(Point placement data)
--- BEGIN ---

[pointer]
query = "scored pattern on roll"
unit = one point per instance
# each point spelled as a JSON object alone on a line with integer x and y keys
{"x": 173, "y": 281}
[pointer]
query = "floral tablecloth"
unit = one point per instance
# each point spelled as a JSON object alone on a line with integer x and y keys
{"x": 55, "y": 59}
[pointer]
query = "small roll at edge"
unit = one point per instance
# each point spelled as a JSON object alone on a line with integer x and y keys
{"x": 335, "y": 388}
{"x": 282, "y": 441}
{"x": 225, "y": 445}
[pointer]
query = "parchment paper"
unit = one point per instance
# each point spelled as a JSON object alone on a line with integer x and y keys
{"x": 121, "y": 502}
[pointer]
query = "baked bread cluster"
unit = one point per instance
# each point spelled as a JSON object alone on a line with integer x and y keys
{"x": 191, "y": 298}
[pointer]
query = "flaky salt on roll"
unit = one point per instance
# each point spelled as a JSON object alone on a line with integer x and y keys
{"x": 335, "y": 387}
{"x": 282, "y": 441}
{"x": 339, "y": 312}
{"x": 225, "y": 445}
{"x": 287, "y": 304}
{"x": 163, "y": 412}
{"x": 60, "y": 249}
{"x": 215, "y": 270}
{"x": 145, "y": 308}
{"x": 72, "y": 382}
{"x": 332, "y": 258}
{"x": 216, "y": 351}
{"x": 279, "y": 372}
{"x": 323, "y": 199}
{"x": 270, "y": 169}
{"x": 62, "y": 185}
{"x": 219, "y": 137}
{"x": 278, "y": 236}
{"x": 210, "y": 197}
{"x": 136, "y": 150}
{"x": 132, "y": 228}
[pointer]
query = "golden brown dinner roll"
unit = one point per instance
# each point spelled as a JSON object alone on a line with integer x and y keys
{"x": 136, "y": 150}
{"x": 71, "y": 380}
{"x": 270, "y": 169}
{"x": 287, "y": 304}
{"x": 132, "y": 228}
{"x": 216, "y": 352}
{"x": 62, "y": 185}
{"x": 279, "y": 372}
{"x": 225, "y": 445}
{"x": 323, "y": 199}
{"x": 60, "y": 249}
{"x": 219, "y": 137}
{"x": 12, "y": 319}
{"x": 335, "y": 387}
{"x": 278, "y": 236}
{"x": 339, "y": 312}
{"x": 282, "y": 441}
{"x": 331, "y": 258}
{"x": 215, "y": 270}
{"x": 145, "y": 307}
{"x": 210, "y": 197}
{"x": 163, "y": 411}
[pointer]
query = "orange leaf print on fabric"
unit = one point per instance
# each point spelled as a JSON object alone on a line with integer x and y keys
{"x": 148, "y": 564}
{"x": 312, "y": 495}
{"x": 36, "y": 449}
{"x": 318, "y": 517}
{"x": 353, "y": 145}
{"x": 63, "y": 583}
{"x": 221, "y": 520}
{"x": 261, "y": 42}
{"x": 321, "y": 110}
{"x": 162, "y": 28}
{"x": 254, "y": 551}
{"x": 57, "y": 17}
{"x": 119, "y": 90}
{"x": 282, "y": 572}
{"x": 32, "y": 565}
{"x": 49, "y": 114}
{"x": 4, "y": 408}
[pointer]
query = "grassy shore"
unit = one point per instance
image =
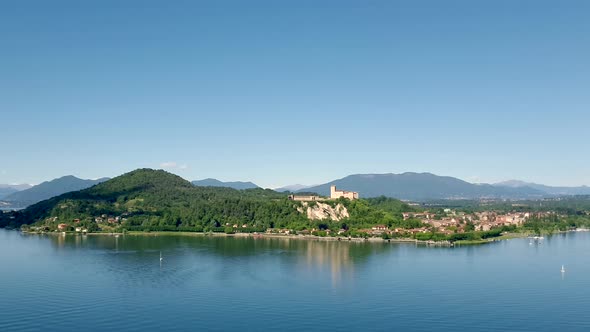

--- END ---

» **TASK DESCRIPTION**: List every line of the point placement data that contains the string "roll", copying each line in full.

» **OUTPUT**:
query = "scored pattern on roll"
query = "small roll at edge"
query = "flaky salt on roll"
query = "golden brown dinner roll"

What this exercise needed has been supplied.